Tarefa a fazer. Repita o texto sobre estética inteiro, sem mudar nada.

PSICODEMIA

Conhecimento sensível: é esta uma das possíveis definições de estética. Uma espécie de pensamento direto, ou ainda um tipo de ideia que nasce em conexão com os estímulos sensoriais e com o mundo concreto. Uma forma de compreender nossas experiências e vivências, mas através de cores, formas, texturas, sons, movimentos e suas inúmeras inter-relações e composições. Algo que talvez participe, como um chão, das definições, qualificações, categorias e argumentos do pensamento abstrato e da comunicação verbal. Como quando estamos diante de um problema ou decisão importante e precisamos caminhar, ver um pôr-de-sol, ouvir ou tocar uma música, rabiscar um desenho.

[Dados de apontamento por expressão referencial]
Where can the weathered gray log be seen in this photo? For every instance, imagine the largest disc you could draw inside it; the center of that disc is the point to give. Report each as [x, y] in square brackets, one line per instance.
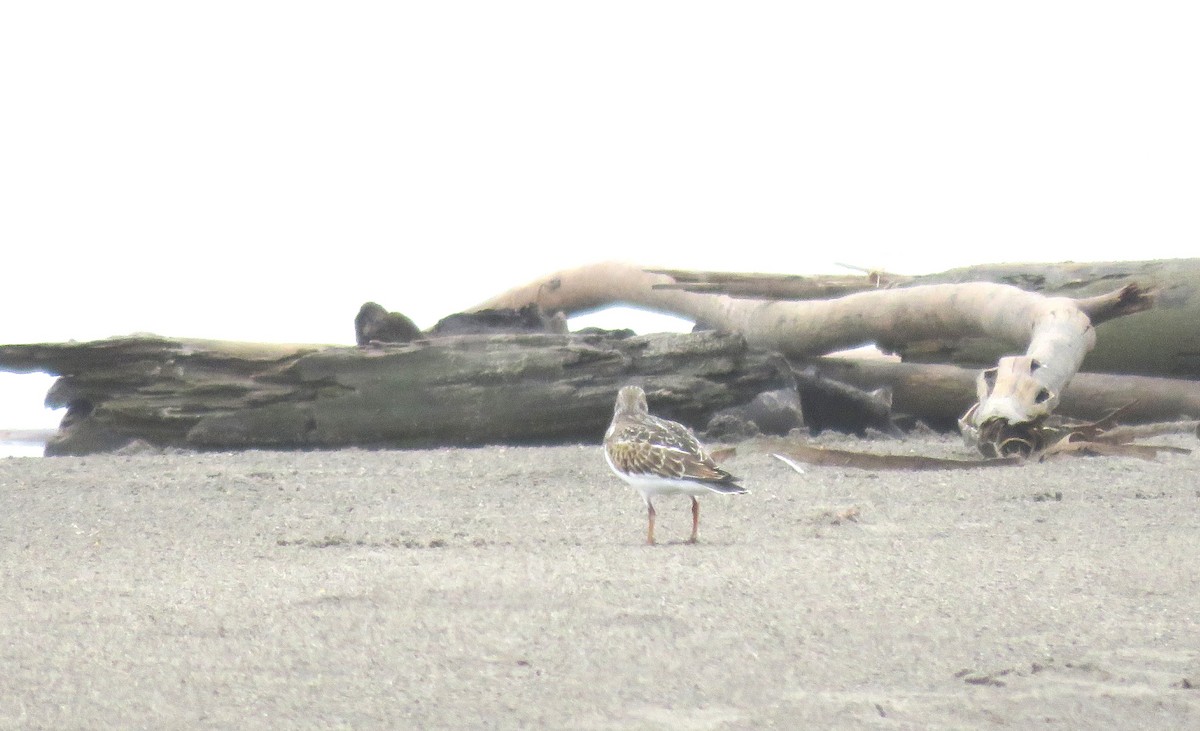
[466, 390]
[940, 394]
[1163, 341]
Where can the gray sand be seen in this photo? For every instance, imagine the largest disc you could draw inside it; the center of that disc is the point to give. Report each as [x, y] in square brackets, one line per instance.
[511, 588]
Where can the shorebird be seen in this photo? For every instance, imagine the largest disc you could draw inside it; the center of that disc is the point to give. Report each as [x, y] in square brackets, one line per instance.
[657, 456]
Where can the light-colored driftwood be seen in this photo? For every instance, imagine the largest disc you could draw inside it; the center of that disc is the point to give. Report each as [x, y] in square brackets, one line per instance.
[940, 394]
[1163, 341]
[1056, 333]
[457, 390]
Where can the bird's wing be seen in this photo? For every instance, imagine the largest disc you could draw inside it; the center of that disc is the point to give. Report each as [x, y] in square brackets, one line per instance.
[665, 449]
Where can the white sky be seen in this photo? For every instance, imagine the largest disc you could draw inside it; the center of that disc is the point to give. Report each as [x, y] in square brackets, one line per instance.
[256, 171]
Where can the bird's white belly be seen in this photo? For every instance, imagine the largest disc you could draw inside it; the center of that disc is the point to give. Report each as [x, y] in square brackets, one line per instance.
[653, 485]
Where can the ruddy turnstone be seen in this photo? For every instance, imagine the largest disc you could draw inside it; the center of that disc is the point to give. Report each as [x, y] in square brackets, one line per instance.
[657, 456]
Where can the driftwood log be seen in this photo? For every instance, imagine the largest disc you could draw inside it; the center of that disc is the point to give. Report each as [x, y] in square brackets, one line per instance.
[459, 390]
[1055, 331]
[1164, 341]
[939, 394]
[557, 388]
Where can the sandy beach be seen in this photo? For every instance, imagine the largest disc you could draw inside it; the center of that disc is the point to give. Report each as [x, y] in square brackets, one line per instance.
[510, 588]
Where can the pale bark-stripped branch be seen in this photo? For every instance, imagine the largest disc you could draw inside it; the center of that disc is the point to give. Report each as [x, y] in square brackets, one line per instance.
[1056, 333]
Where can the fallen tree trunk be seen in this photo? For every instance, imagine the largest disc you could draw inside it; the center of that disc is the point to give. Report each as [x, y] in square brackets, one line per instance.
[1056, 333]
[1163, 341]
[514, 389]
[940, 394]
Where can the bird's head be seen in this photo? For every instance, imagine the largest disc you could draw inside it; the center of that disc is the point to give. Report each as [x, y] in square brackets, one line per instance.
[630, 400]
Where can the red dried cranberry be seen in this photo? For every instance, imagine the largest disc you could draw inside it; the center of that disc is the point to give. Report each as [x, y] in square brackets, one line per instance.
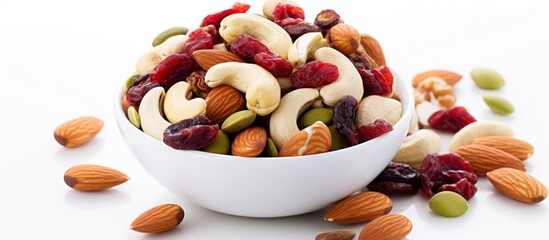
[451, 120]
[344, 118]
[373, 130]
[275, 64]
[191, 134]
[246, 47]
[173, 69]
[315, 74]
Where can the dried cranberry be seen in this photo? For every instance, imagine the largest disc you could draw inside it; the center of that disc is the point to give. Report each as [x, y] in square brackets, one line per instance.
[246, 47]
[344, 118]
[315, 74]
[275, 64]
[191, 134]
[452, 119]
[296, 30]
[284, 14]
[173, 69]
[373, 130]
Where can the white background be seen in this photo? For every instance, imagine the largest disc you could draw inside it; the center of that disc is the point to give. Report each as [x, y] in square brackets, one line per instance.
[64, 59]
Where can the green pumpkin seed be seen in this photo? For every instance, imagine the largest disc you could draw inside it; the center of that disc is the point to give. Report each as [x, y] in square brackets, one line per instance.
[338, 140]
[498, 104]
[487, 78]
[168, 33]
[316, 114]
[221, 144]
[448, 204]
[133, 116]
[238, 121]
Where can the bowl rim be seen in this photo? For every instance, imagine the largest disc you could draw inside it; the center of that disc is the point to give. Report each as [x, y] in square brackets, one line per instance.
[400, 86]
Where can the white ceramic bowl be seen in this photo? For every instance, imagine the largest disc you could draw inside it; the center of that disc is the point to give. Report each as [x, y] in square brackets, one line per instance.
[266, 187]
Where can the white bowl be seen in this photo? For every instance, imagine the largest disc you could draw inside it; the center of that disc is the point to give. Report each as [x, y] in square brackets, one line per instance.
[266, 187]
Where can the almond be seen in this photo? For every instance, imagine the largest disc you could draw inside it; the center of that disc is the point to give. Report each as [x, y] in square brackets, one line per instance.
[208, 58]
[89, 177]
[222, 101]
[518, 185]
[449, 77]
[388, 227]
[311, 140]
[516, 147]
[373, 48]
[250, 142]
[77, 131]
[484, 159]
[359, 208]
[159, 219]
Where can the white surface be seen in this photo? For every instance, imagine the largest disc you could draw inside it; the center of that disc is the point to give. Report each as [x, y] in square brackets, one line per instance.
[63, 59]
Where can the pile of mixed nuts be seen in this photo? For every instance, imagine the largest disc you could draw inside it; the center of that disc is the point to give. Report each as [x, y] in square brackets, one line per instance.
[290, 88]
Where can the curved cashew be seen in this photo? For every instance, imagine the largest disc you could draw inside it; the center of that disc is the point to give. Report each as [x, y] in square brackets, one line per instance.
[479, 129]
[267, 32]
[304, 47]
[177, 105]
[151, 58]
[349, 81]
[150, 111]
[283, 122]
[261, 87]
[416, 146]
[377, 107]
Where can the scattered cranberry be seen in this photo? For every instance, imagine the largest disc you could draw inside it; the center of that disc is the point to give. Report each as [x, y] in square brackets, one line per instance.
[452, 119]
[191, 134]
[396, 178]
[315, 74]
[440, 172]
[344, 118]
[373, 130]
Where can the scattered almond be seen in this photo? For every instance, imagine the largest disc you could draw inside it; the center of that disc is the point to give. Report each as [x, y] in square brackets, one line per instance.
[158, 219]
[388, 227]
[89, 177]
[359, 208]
[518, 185]
[516, 147]
[484, 158]
[77, 131]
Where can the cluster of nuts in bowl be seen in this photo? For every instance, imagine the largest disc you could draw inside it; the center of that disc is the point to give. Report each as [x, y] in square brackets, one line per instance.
[270, 85]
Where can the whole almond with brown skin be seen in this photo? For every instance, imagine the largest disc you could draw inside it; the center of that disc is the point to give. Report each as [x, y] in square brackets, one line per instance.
[77, 131]
[90, 177]
[388, 227]
[311, 140]
[158, 219]
[448, 76]
[484, 159]
[518, 185]
[207, 58]
[222, 101]
[336, 235]
[373, 48]
[516, 147]
[250, 142]
[359, 208]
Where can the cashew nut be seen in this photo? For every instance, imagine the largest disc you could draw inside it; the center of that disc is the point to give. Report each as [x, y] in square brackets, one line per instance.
[376, 107]
[148, 61]
[478, 129]
[416, 146]
[177, 105]
[304, 47]
[150, 111]
[261, 87]
[267, 32]
[349, 81]
[283, 122]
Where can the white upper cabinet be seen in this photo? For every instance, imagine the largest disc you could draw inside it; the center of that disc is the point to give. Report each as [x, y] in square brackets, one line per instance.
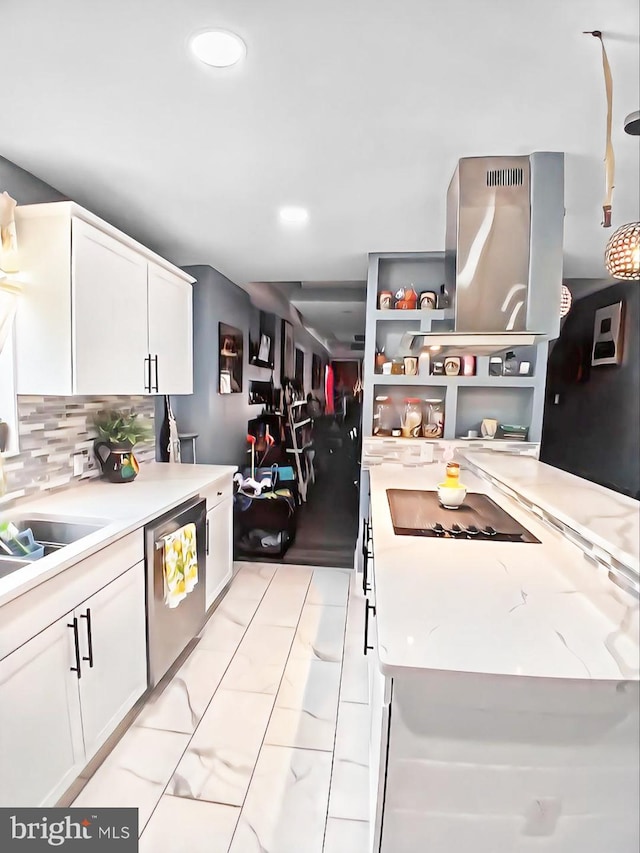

Resposta do exercício.
PSICODEMIA

Conhecimento sensível: é esta uma das possíveis definições de estética. Uma espécie de pensamento direto, ou ainda um tipo de ideia que nasce em conexão com os estímulos sensoriais e com o mundo concreto. Uma forma de compreender nossas experiências e vivências, mas através de cores, formas, texturas, sons, movimentos e suas inúmeras inter-relações e composições. Algo que talvez participe, como um chão, das definições, qualificações, categorias e argumentos do pensamento abstrato e da comunicação verbal. Como quando estamos diante de um problema ou decisão importante e precisamos caminhar, ver um pôr-de-sol, ouvir ou tocar uma música, rabiscar um desenho.